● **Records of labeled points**
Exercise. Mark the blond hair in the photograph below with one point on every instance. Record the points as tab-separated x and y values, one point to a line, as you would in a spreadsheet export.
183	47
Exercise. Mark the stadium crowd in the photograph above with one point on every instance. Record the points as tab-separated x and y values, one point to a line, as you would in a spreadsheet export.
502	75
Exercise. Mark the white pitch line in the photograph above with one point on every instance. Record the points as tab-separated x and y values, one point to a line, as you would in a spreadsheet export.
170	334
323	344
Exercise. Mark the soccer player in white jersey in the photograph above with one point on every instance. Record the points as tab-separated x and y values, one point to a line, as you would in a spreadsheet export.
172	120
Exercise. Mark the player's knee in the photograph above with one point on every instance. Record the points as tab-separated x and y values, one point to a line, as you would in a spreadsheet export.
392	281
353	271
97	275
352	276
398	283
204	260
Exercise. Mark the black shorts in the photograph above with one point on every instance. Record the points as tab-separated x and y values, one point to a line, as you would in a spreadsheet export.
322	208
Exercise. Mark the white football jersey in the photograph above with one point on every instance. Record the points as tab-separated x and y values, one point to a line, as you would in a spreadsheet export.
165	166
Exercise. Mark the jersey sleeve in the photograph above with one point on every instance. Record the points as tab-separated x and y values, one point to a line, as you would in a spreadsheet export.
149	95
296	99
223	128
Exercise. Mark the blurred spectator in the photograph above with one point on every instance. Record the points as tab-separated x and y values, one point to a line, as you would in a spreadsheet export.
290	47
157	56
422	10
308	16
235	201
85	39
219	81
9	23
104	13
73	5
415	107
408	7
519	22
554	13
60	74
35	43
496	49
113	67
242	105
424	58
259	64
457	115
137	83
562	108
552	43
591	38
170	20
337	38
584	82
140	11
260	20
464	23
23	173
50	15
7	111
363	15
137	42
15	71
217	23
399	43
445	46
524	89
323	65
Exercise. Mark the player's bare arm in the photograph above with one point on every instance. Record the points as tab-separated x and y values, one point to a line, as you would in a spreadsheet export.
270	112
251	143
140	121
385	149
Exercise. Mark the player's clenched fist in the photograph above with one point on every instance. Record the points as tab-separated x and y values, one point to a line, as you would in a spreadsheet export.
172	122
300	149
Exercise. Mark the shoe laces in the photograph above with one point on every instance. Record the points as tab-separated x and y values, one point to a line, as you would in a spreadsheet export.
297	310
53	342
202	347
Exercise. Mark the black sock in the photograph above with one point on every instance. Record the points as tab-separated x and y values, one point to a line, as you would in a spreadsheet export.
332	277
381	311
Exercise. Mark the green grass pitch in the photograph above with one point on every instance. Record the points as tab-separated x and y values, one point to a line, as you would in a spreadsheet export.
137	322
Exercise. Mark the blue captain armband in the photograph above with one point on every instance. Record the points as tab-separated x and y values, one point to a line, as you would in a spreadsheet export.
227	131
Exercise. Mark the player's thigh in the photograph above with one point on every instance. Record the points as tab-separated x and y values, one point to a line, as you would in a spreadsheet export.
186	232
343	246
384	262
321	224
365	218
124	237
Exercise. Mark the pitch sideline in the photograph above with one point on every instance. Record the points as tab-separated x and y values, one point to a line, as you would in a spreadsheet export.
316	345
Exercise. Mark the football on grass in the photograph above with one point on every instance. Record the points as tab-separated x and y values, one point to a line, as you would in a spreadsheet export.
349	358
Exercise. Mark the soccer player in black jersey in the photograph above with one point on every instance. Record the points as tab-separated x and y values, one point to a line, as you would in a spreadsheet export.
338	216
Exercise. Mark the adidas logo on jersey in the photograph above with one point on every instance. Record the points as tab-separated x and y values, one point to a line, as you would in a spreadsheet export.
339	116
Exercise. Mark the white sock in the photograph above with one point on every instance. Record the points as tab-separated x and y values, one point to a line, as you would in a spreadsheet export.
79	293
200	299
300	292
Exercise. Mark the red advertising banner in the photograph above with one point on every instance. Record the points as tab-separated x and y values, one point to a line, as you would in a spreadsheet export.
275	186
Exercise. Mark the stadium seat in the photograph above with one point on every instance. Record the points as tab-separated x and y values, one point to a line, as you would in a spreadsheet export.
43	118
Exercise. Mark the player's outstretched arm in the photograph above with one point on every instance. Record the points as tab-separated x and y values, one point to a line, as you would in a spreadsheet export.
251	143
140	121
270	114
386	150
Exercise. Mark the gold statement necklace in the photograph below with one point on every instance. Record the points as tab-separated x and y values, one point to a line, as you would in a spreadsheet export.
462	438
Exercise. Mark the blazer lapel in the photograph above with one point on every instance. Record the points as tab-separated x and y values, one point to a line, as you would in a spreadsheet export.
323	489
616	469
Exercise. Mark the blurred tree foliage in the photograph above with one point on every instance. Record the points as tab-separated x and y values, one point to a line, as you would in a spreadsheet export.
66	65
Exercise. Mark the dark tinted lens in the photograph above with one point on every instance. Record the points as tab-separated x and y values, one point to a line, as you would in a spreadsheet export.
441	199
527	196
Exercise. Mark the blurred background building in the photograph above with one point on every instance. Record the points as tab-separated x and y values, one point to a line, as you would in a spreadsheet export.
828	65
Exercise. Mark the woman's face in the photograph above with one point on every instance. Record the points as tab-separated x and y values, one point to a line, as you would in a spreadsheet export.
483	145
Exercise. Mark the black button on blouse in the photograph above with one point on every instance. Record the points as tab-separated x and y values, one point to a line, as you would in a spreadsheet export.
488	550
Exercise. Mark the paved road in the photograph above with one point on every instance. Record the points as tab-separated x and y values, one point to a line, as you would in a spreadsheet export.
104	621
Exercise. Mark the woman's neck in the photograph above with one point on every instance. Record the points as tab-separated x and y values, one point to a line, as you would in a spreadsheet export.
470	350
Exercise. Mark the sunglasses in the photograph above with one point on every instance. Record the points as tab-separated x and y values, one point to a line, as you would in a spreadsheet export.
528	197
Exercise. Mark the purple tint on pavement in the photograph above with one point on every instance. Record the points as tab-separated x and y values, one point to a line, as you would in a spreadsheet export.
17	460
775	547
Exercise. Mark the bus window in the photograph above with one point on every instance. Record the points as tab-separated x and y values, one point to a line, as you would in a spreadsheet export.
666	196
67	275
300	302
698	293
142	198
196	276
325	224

● **Given task**
Write down all the entries again without a single difference.

● **Exercise answer**
Exercise. Mark the blond hair in the photograph below with one point on every instance. Record the points as tab-separated x and y values, one point to a line, as you would in a spreadsheet export.
183	47
Exercise. Mark the stadium crowd in the photograph above with one point on every instance. Record the points as tab-separated x and y values, one point to a line, as you would in a spreadsheet export.
502	75
Exercise. Mark the white pitch line in the photograph above with one point on every instance. Record the points as tab-separated x and y values, one point to a line, as you would in a spreadsheet export.
170	334
323	344
Exercise. Mark the soccer player in white jersey in the photograph above with one point on every instance. Record the points as tab-separated x and y values, one point to a line, as you would in a spreadsheet export.
172	120
Exercise. Mark the player's knee in the photograph above with one point on every instance. Record the points as tab-separated x and y values, one point to a line, as you would in a spreadsheet export.
392	281
353	271
97	275
352	276
398	283
204	260
Exercise. Mark the black shorts in the photograph above with one point on every instance. Record the points as tab-separated x and y values, one point to a line, as you would in a spreadsheet export.
322	208
Exercise. Mark the white football jersey in the photograph above with one point on every instance. Record the points as tab-separated x and y values, one point to a line, as you would in a spreadsheet export.
165	166
Exercise. Mark the jersey sleeve in the photograph above with one point on every instance. Record the points as tab-separated x and y values, one point to a line, as you would in a spreadsheet export.
149	95
296	99
223	128
Exercise. Mark the blurred spectator in the photograph above with one point on every instance. Record the points as tab-separated x and y values, one point to a line, as you would in a spreadsheet export.
290	47
157	56
422	10
308	16
235	201
85	39
219	81
9	23
104	13
73	5
415	107
408	7
519	22
554	13
60	74
35	43
496	49
113	67
242	105
424	58
259	64
457	115
137	83
562	108
552	43
591	38
170	20
337	38
584	82
140	11
260	20
464	23
23	173
50	15
7	111
363	15
137	42
15	71
217	23
399	43
445	46
524	89
323	65
Exercise. Mark the player's bare arm in the photograph above with one point on every instance. Record the points as tab-separated x and y values, one point to a line, as you would in a spreadsheet export.
270	112
251	143
140	121
385	149
Exercise. Mark the player's clenched fist in the photograph above with one point on every instance. Record the points as tab-separated x and y values, one point to a line, as you would in a spreadsheet export.
172	122
300	149
Exercise. Mark the shoe laces in the photograph above with one point on every instance. Record the points as tab-separated x and y values, one point to a line, as you would in a spreadsheet export.
297	310
53	342
202	347
Exercise. Mark the black sock in the photograph above with one point on every instance. Record the points as tab-separated x and y values, one point to a line, as you would in a spreadsheet export.
332	277
381	311
Exercise. Mark the green grass pitch in the photograph above with one point on every instance. Record the points as tab-separated x and y values, one point to a line, as you would in a spreadsheet export.
137	322
Exercise. Mark the blue captain armband in the photograph above with one point on every instance. Record the points as tab-separated x and y values, one point to a line, as you would in a spreadsheet export.
227	131
Exercise. Mark the player's thigh in the photograph above with one point on every instance. Record the points as tab-separated x and y values, one point to a line, as you would in a spreadsheet export.
186	232
343	246
384	262
321	224
365	218
124	237
Exercise. Mark the pitch sideline in the photograph above with one point on every instance. Record the points as tab-separated x and y values, one point to a line, as you would in a spreadsheet export.
316	345
Exercise. Mark the football on grass in the photograph above with one point on every instance. Record the points as tab-separated x and y values, one point to a line, as you would in a spreadsheet export.
349	358
Exercise. Mark the soccer player in black jersey in the photograph above with one point on every instance. Record the points as tab-separated x and y values, one point to a line, as you would in a spreadsheet export.
338	216
Exercise. Mark the adidas logo on jersey in the photograph above with one point on every instance. Record the points as tab-separated x and y values, one point to a line, as you would in a spreadsheet export.
339	116
Exercise. Mark the white sock in the photograph above with one point on every instance. Record the points as tab-separated x and y values, one point to a line, as you would in a spreadsheet export.
79	293
200	299
300	292
Exercise. Mark the red advertising banner in the photograph above with one point on every instance. Record the points as tab-separated x and y values, one point to a line, as you would in a spreadsheet export.
275	186
Exercise. Mark the stadium seat in the photograph above with one point on every instance. Record the points as tab-separated x and y values, one point to a line, as you would in a spreadsheet export.
43	118
Exercise. Mark the player's outstretched arm in the photograph above with one point on every instance. Record the points as tab-separated x and y values, one point to a line, as you would in a spreadsheet export.
251	143
140	121
270	114
386	150
Exercise. Mark the gold statement necklace in the photograph below with one point on every instance. Record the points as tab-separated x and y values, one point to a line, as you would in a spreadsheet export.
462	438
Exercise. Mark the blazer lapel in the photograph above with one point on every instance. Record the points as tab-separated x and y values, one point to a line, as you would in a spreadsheet export.
323	489
616	469
Exercise. Mark the blurred tree foliage in the photograph above with one point on every instance. Record the points as tab-separated x and y values, one point to a line, as you would in a spreadsheet export.
66	65
Exercise. Mark the dark tinted lens in the photograph above with one point on every instance. Record the points as tab-separated x and y values, one point to a line, as you would in a spreadsheet export.
441	199
527	196
Exercise. Mark the blurred background building in the photograph above with one point on every instance. Record the points as tab-separated x and y values, one point to a line, as you would in a spreadsheet export.
828	65
Exercise. Mark the woman's face in the photograph above with one point on every instance. Record the points as tab-separated x and y values, one point to a line, as you would in a spreadsheet export.
483	145
Exercise. Mark the black button on blouse in the photograph above with one point on every instance. Record the points as tab-separated x and y values, one point to a line, as you would in a spreadsheet export.
488	550
Exercise. Mark the paved road in the photograph above with one point on every instance. Record the points as tab-separated x and y values, one point to a line, as you would in a spreadsheet export.
104	621
Exercise. Mark the woman's neck in the photograph above with one point on every instance. Record the points as tab-separated x and y values, one point to a line, as you would in a spreadsheet export.
470	350
Exercise. Mark the sunglasses in the photograph above with one point on every instance. Record the points as tab-separated x and y values, one point to a line, as you would in a spreadsheet export.
528	197
Exercise. Mark the purple tint on pavement in the photograph above with one point on every instance. Record the points as tab-separated x and y values, one point to a line, as you would in a spreadsheet export.
17	460
775	547
Exercise. Mark the bus window in the photograph above with one point on every instance. Record the points as tab-separated x and y values, one point to a line, as you would in a spreadsheet export.
666	196
67	275
300	302
698	293
142	198
196	276
325	224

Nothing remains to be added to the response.